Legh Knowles, Clyde Hurley, Mickey McMickle, John Best (tp); Glenn Miller, Paul Tanner, Al Mastren, Toby Tyler (tb); Hal McIntyre, Wilbur Schwartz, Jimmy Abato, Tex Beneke, Al Klink (reeds); Chummy MacGregor (p); Dick Fisher (g); Rollie Bundock (b); Maurice Purtill (d); Ray Eberle, Marion Hutton (vcl).
RCA Victor Studios, New York – September 11, 1939, 8:30-11:00 PM
042662-1 Melancholy Lullaby (RE vcl) Bluebird 10423
042663-1 (Why Couldn’t It Last) Last Night ? (RE vcl) Bluebird 10423
RCA Victor Studios, New York – September 25, 1939, 11:30 PM-3:30 AM
042729-1 Out of Space (RE vcl) Bluebird 10438
042730-1 So Many Times (RE vcl) Bluebird 10438
Once sprung from the Glen Island Casino gig, the Glenn Miller band went traveling on a series of record-breaking engagements from Maine to Washington, DC, before beginning a three-week stand at New York’s famed Paramount Theater on September 20. At this time, Glenn also added a trumpet and trombone, bringing the brass up to eight strong. The money was starting to pour in!

• [EXERCISE REQUIREMENTS] Summarize the Glenn Miller text in two sentences.

• [Saved entries]
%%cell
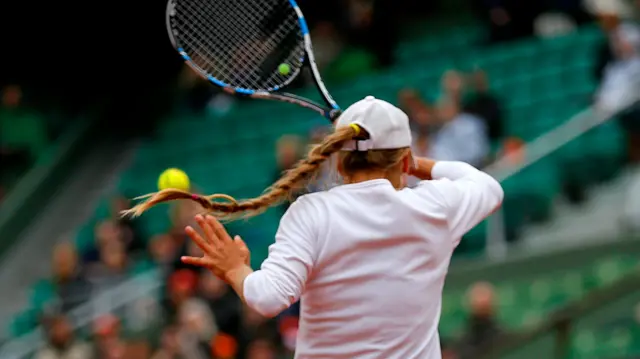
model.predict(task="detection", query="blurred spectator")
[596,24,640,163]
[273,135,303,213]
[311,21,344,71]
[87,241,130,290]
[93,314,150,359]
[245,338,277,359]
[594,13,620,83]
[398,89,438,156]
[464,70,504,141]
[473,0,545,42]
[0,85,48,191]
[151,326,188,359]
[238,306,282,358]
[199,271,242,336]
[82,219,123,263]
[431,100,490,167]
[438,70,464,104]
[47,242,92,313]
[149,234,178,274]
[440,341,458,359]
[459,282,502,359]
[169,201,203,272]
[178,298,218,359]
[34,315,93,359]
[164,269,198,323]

• [RESPONSE TO THIS TASK] The text lists the Glenn Miller band's personnel and two September 1939 recording sessions at RCA Victor Studios in New York, on September 11 and September 25, which produced four titles with vocals by Ray Eberle, issued on Bluebird. After the Glen Island Casino engagement, the band played record-breaking dates from Maine to Washington, DC, began a three-week stand at the Paramount Theater on September 20, and grew its brass section to eight when Glenn added a trumpet and a trombone.